### Extract
------------------------------------------------
By induction, suppose that there exist an integer n>1 and points x ₁,…,x _n with $x_{k} \in\mathbb{B}_{\tau}(\bar{x})$, and

$$ \|x_k-\bar{x}\|\leq\gamma\|x_{k-1}-\bar{x}\| \quad\text{for } k = 1, \dots, n. $$

(23)

If for some k∈{1,…,n} we have $x_{k}=\bar{x}$ or x _k−1=x _k then x _k is a solution of (1). Otherwise, we have $x_{k-1}\neq x_{k} \neq\bar{x}$ for all k=1,…,n. From condition (14) and taking into account that τ≤α≤a/2 we get

$$\begin{aligned} \bigl\| Df(\bar{x})-B_n\bigr\| \leq{}& \bigl\| Df(\bar{x})-B_0 \bigr\| +c\sum_{k=1}^n \bigl(\| x_k-\bar{x} \|+\|\bar{x}-x_{k-1}\| \bigr) \\ \leq{}& \delta+c\sum_{k=1}^n \bigl( \|x_k-\bar{x}\|+\|\bar{x}-x_{k-1}\| \bigr) \\ \leq{}& \delta+ 2c\sum_{k=0}^n \|x_{k}-\bar{x}\| \leq\delta+2c\sum_{k=0}^{\infty} \gamma^k\|x_0-\bar{x}\| \leq\delta+\frac{ca}{1-\gamma}. \end{aligned}$$

(24)

Define

$$h_n(x): = f(x_n) + B_n(x-x_n)-f( \bar{x})-Df(\bar{x}) (x-\bar{x}) $$

and

$$\bar{y}_n := f(x_n)-f(\bar{x})+B_n(\bar{x}-x_n). $$

Then, using (24), we obtain

$$\begin{aligned} \|\bar{y}_n\| = & \bigl\| f(x_n)-f( \bar{x}) - Df(\bar{x}) (x_n-\bar{x})\bigr\| + \bigl\| \bigl(B_n-Df(\bar{x})\bigr) (\bar{x}-x_n)\bigr\| \\ \leq& \biggl(\varepsilon+ \delta+ \frac{ca}{1-\gamma} \biggr)\| x_n- \bar{x}\| \leq \biggl(\varepsilon+ \delta+ \frac{ca}{1-\gamma } \biggr) \|x_0-\bar{x}\| . \end{aligned}$$

(25)
------------------------------------------------
### Data excerpt
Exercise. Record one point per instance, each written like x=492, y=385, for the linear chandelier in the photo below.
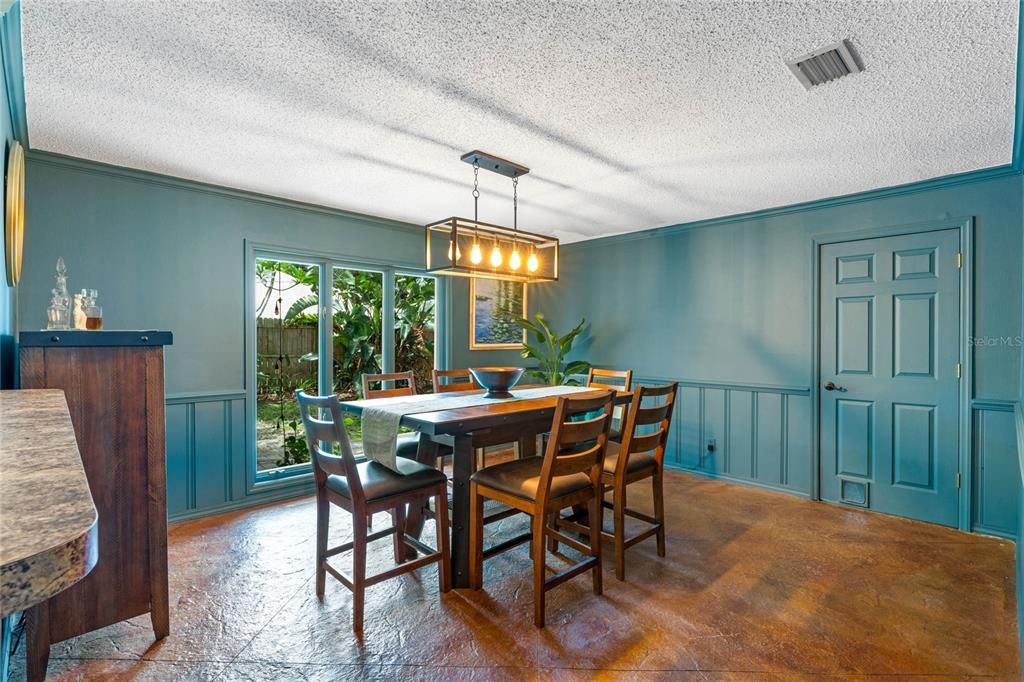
------------------------------------------------
### Problem to work on
Write the next part of the induction proof about the points x_k, starting right after inequality (25).

### Result of the exercise
Hence, by (20),

$$ \|\bar{y}_n\| \leq \biggl(\varepsilon+ \delta+ \frac{ca}{1-\gamma } \biggr)\tau\leq\beta. $$

(26)

Since $h_{n}(\bar{x}) = \bar{y}_{n}$, we get $\|h_{n}(\bar{x})\| \leq\beta$. Also, for any $x,x' \in\mathbb{B}_{\alpha}(\bar{x})$ we obtain

$$\begin{aligned} \bigl\| h_n(x)-h_n\bigl(x'\bigr)\bigr\| =& \bigl\| \bigl(B_n-Df(\bar{x})\bigr) \bigl(x-x'\bigr)\bigr\| \\ \leq& \biggl(\delta +\frac{ca}{1-\gamma} \biggr)\bigl\| x-x'\bigr\| =\mu \bigl\| x-x'\bigr\| . \end{aligned}$$

The assumptions of Theorem 2.2 are then satisfied, hence, taking into account that $\bar{x}\in(h_{n}+H)^{-1}(\bar{y}_{n})$ we conclude that there exists x _n+1∈(h _n+H)⁻¹(0), that is, satisfying (4) for k=n, such that

$$\|x_{n+1}-\bar{x}\| \leq\frac{\kappa'}{1-\kappa\mu}\|\bar{y}_n\|. $$

Then, utilizing (19) and (25) we obtain

$$ \|x_{n+1}-\bar{x}\| \leq\frac{\kappa '}{1-\kappa\mu} \biggl(\varepsilon+ \delta+ \frac{ca}{1-\gamma } \biggr)\|x_n-\bar{x}\| \leq\gamma \|x_n-\bar{x}\|. $$

(27)

Hence, $x_{n+1} \in\mathbb{B}_{\tau}(\bar{x})$ and the induction step is complete. If $x_{n+1}=\bar{x}$ or x _n+1=x _n then x _n+1 is a solution of (1). Otherwise, we have an infinite sequence {x _n} with x _n≠x _n+1 for all n which satisfies (27). Since γ<1, (27) yields that the sequence {x _k} converges to $\bar{x}$ q-linearly.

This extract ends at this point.